(Instructions to follow)
Word for word, set down the records and skip each picture.

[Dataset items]
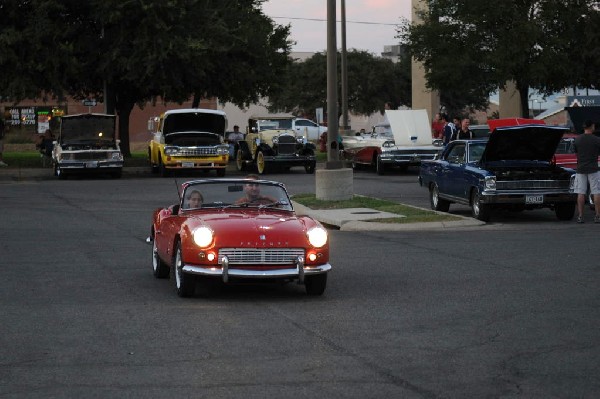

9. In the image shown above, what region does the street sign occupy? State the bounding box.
[82,99,97,107]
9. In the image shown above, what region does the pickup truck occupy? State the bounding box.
[419,121,576,222]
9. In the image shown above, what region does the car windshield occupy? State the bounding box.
[258,119,293,130]
[181,180,293,211]
[468,142,486,162]
[555,139,574,154]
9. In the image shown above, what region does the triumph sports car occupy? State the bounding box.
[149,178,331,297]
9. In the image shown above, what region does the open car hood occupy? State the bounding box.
[386,109,434,146]
[480,124,568,164]
[163,110,226,136]
[59,113,116,143]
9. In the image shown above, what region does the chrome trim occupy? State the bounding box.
[181,262,332,279]
[296,255,305,283]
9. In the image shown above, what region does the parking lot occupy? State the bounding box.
[1,171,599,398]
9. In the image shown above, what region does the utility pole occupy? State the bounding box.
[341,0,349,132]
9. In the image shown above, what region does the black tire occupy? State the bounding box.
[216,167,226,177]
[55,164,67,180]
[152,234,170,278]
[149,149,159,174]
[159,159,170,177]
[430,183,450,212]
[376,155,385,175]
[555,202,575,221]
[172,241,195,297]
[305,273,327,296]
[256,151,267,174]
[471,189,491,222]
[305,162,316,174]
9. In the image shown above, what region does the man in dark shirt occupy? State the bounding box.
[451,118,473,141]
[573,120,600,223]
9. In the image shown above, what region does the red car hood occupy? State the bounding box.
[194,211,314,248]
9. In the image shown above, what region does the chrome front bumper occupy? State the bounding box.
[182,255,331,283]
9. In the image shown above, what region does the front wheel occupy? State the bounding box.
[471,190,491,222]
[256,151,267,174]
[172,241,195,297]
[305,273,327,295]
[555,202,575,221]
[152,235,169,278]
[376,155,385,175]
[305,162,316,174]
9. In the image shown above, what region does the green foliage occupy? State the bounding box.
[0,0,293,155]
[267,50,411,119]
[400,0,599,117]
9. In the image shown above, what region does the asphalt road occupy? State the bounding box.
[1,172,599,398]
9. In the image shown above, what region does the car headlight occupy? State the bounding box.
[164,146,178,155]
[296,136,306,144]
[484,176,496,190]
[272,136,279,144]
[307,227,328,248]
[193,226,214,247]
[110,151,123,160]
[216,145,229,155]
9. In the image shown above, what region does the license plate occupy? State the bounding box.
[182,162,194,168]
[525,195,543,204]
[85,161,98,168]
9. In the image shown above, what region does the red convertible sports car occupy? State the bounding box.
[149,178,331,297]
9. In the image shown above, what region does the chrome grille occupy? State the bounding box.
[496,180,571,190]
[72,152,111,160]
[277,135,297,155]
[219,248,305,265]
[172,147,218,156]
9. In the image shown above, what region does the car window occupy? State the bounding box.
[446,144,466,163]
[468,143,486,162]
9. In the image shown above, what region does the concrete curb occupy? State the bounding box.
[292,201,485,231]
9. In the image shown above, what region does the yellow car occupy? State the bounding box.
[148,108,229,177]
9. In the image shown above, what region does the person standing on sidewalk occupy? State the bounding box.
[0,117,7,167]
[573,120,600,223]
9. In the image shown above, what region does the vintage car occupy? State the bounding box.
[342,109,443,175]
[52,113,123,179]
[147,108,230,177]
[236,116,317,174]
[149,178,331,297]
[418,123,577,222]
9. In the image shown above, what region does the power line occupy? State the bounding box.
[270,16,399,26]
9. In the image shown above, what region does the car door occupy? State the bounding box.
[443,143,469,198]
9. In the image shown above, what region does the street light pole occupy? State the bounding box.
[326,0,340,166]
[341,0,348,132]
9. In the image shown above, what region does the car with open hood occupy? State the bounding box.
[148,109,229,177]
[418,120,576,222]
[52,113,123,179]
[148,178,331,297]
[342,109,443,175]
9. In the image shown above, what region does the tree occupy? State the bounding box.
[399,0,597,117]
[0,0,292,155]
[267,49,411,120]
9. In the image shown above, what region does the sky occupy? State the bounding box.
[261,0,413,55]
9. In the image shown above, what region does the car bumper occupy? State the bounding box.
[183,256,331,283]
[379,153,439,165]
[480,191,576,204]
[163,157,228,169]
[262,155,316,164]
[56,160,124,170]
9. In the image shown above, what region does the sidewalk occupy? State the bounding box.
[0,165,484,231]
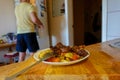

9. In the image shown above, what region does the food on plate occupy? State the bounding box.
[37,48,53,58]
[44,42,88,62]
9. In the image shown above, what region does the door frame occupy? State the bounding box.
[65,0,74,46]
[102,0,107,42]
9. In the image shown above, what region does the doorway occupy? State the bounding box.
[73,0,102,45]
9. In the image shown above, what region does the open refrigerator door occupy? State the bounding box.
[33,0,50,49]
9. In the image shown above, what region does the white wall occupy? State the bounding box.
[0,0,16,37]
[102,0,120,41]
[48,0,73,46]
[65,0,73,46]
[102,0,107,42]
[0,0,16,62]
[107,0,120,40]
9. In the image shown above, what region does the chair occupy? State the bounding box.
[4,52,19,64]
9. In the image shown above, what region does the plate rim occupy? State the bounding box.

(Your response)
9. In the image shown above, what region does the street sign occupy? State the bounding box.
[82,99,97,107]
9. In the image shown above, what region does the pickup truck occupy? State the bounding box.
[419,121,576,222]
9. In the image shown above, what region does the car windshield occupy? State the bounding box.
[258,119,293,130]
[181,180,293,211]
[468,142,486,162]
[555,139,574,154]
9. In the image shown above, what region does the triumph sports car occupy? State the bounding box.
[149,178,331,297]
9. In the image shown above, what region does the open car hood occupy? State the bounding box.
[386,109,434,146]
[480,124,568,164]
[163,110,226,136]
[59,113,116,143]
9. In the image shown above, what region does the chrome trim occupy? State the bounding box.
[181,262,332,279]
[296,255,305,283]
9. In the image shown above, what region does the parking lot occupy? State the bounding box.
[1,171,599,398]
9. In the image shown above, what region does the utility pole occupy? State the bounding box.
[341,0,349,132]
9. In the image shown above, what region does the black tire occupy? State the bounding box.
[216,167,226,177]
[55,164,67,180]
[152,234,170,278]
[149,149,159,174]
[159,159,170,177]
[430,183,450,212]
[376,155,385,175]
[555,202,575,221]
[172,241,195,297]
[305,273,327,296]
[256,151,267,174]
[471,189,491,222]
[305,162,316,174]
9. In the image shown above, what region does the man in dark shirt occupy? State the bounding box.
[451,118,473,141]
[573,120,600,223]
9. In the image shown above, what region does the red car hood occupy? State the bounding box.
[194,211,314,248]
9. In the image shown above, what region does the chrome front bumper occupy? State the bounding box.
[182,255,331,283]
9. In the image shown above, what region does the front wheel occupy? State the bounding box.
[471,190,491,222]
[256,151,267,174]
[172,241,195,297]
[305,273,327,295]
[555,202,575,221]
[152,235,169,278]
[376,155,385,175]
[305,162,316,174]
9. In the image shown above, what region does the green foliage occupy? State the bounding box.
[0,0,293,155]
[267,50,411,119]
[400,0,599,117]
9. In the image shown above, what region does the asphalt road occupy? State the bounding box.
[1,172,599,398]
9. In the image shown above, what region does the car headlight occupy? State the bounding box.
[164,146,178,155]
[296,136,306,144]
[484,176,496,190]
[272,136,279,144]
[307,227,328,248]
[193,226,214,247]
[110,151,123,160]
[216,145,229,155]
9. In the image shown above, what region does the license plate occupy? State the bounding box.
[182,162,194,168]
[525,195,543,204]
[85,161,98,168]
9. In the image shown above, what region does the red convertible sports car occupy? State the bounding box.
[149,178,331,297]
9. In the image shown above, what region does the chrome grille occupy? State the bounding box.
[496,180,571,190]
[72,152,111,160]
[277,135,297,155]
[219,248,305,265]
[172,147,218,156]
9. In the image shown above, what region does the car window occupy? State the bounding box.
[446,144,466,163]
[468,143,486,162]
9. In the image shown above, what region does the concrete curb occupy? State the bounding box.
[292,201,485,231]
9. In the image shown above, what region does the yellow car occupy? State the bounding box.
[148,108,229,177]
9. In the image shown above, what region does the person standing on sidewalk occupy? State the bounding box.
[0,117,7,167]
[573,120,600,223]
9. In the image shown above, what region does the vintage car occupy? State the bounding box.
[342,109,443,175]
[52,113,123,179]
[147,108,230,177]
[236,116,317,174]
[149,178,331,297]
[418,123,577,222]
9. In the image shown above, what region does the power line occupy? State the bounding box.
[270,16,399,26]
9. In the image shown above, what region does the car door occupy? State the bounding box.
[443,143,469,198]
9. In the image shown above, what region does the street light pole occupy? State the bounding box.
[326,0,340,166]
[341,0,348,132]
9. In the image shown above, what region does the car with open hood occupy? State the bounding box.
[148,109,229,177]
[418,120,576,222]
[52,113,123,179]
[148,178,331,297]
[342,109,443,175]
9. In the image shown above, what region does the tree occupy? State the bounding box.
[399,0,597,117]
[0,0,292,155]
[267,49,411,120]
9. In the image shown above, what region does the sky occupy? State the bounding box.
[261,0,413,55]
9. In the image shown above, what region does the car bumper occupy? State the bounding box.
[183,256,331,283]
[379,153,439,165]
[480,191,576,204]
[163,157,228,169]
[262,155,316,164]
[56,160,124,170]
9. In the image shown above, what region does the sidewalk occupy? State the bounding box.
[0,165,484,231]

9. In the image shown above, what region does the food on plate occupy? State the bounding box.
[37,48,53,58]
[44,42,88,62]
9. In the image shown above, what region does the door frame occupy? State the bounding box.
[65,0,74,46]
[102,0,107,42]
9. In the image shown above, what region does the doorway occupy? State the bounding box.
[73,0,102,45]
9. In the image shown above, what region does the open refrigerator door occupy? State the bounding box.
[33,0,50,49]
9. In the image shown above, what region does the white wall occupy? State the bounding box.
[0,0,16,37]
[102,0,120,41]
[48,0,73,46]
[65,0,73,46]
[102,0,107,42]
[0,0,16,62]
[107,0,120,40]
9. In the image shown above, what region does the chair occupy? State the bounding box.
[4,52,19,64]
9. In the image shown above, what region does the plate rim occupy? State the bounding box.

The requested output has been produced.